◆ Recorded data:
§

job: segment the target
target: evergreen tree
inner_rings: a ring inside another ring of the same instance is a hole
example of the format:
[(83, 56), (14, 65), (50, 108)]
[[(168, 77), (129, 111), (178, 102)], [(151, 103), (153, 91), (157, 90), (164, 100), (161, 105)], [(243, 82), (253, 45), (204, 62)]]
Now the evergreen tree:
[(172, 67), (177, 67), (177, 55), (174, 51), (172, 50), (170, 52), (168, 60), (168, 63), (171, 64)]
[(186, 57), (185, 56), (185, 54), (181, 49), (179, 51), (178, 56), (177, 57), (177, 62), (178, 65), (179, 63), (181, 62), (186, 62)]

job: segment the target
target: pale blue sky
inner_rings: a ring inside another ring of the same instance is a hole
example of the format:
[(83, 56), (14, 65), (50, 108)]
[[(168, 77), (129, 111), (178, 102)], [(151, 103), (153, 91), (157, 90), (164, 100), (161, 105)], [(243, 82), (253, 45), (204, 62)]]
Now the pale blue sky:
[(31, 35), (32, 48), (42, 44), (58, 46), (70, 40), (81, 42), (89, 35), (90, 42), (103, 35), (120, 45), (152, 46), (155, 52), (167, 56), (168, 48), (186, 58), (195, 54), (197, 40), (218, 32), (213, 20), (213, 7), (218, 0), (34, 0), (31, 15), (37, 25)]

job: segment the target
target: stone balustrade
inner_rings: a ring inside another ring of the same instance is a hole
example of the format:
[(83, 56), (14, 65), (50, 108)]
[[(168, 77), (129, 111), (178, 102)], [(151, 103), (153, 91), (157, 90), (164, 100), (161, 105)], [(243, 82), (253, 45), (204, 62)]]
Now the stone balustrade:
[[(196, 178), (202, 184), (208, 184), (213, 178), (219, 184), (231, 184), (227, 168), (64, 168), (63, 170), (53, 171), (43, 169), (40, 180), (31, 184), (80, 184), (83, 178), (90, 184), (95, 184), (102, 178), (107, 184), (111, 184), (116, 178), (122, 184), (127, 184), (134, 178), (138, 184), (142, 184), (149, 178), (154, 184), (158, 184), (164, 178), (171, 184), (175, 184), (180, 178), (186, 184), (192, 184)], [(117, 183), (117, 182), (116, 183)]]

§

◆ Short exercise: Reproduce all of the records above word for word, without any changes.

◆ Result for this task:
job: segment the target
target: evergreen tree
inner_rings: a ring inside another ring of the same instance is a hole
example of the format:
[(83, 56), (14, 65), (50, 108)]
[[(168, 77), (129, 111), (178, 102)], [(151, 103), (153, 91), (157, 90), (164, 100), (161, 105)], [(243, 82), (253, 45), (204, 62)]]
Now the evergreen tree:
[(172, 67), (177, 67), (177, 55), (174, 51), (172, 50), (170, 52), (168, 60), (168, 63), (171, 64)]
[(186, 57), (185, 56), (185, 54), (181, 49), (179, 51), (178, 56), (177, 57), (177, 62), (178, 65), (179, 63), (181, 62), (186, 62)]

job: segment the target
target: pale blue sky
inner_rings: a ring inside another ring of the same instance is a hole
example of the format:
[(83, 56), (14, 65), (50, 108)]
[[(168, 77), (129, 111), (178, 102)], [(151, 103), (153, 91), (157, 90), (164, 100), (161, 105)], [(243, 82), (253, 45), (204, 62)]]
Now the pale blue sky:
[(31, 35), (32, 48), (42, 44), (58, 46), (70, 40), (81, 42), (89, 35), (90, 42), (103, 35), (120, 45), (152, 46), (155, 52), (167, 56), (168, 48), (186, 58), (195, 54), (197, 40), (218, 32), (213, 20), (213, 7), (218, 0), (34, 0), (31, 15), (37, 25)]

job: segment the target
target: stone balustrade
inner_rings: a ring inside another ring of the same instance is a hole
example of the format:
[(83, 56), (14, 65), (50, 108)]
[[(168, 77), (129, 111), (178, 102)], [(151, 103), (153, 91), (157, 90), (164, 100), (161, 105)], [(243, 82), (253, 45), (204, 62)]]
Now the stone balustrade:
[[(196, 178), (202, 184), (208, 184), (213, 178), (219, 184), (231, 184), (227, 168), (64, 168), (63, 170), (53, 171), (43, 169), (40, 180), (31, 184), (80, 184), (83, 178), (90, 184), (95, 184), (102, 178), (107, 184), (111, 184), (116, 178), (122, 184), (127, 184), (134, 178), (138, 184), (142, 184), (149, 178), (154, 184), (158, 184), (164, 178), (171, 184), (175, 184), (180, 178), (186, 184), (192, 184)], [(117, 183), (117, 182), (116, 183)]]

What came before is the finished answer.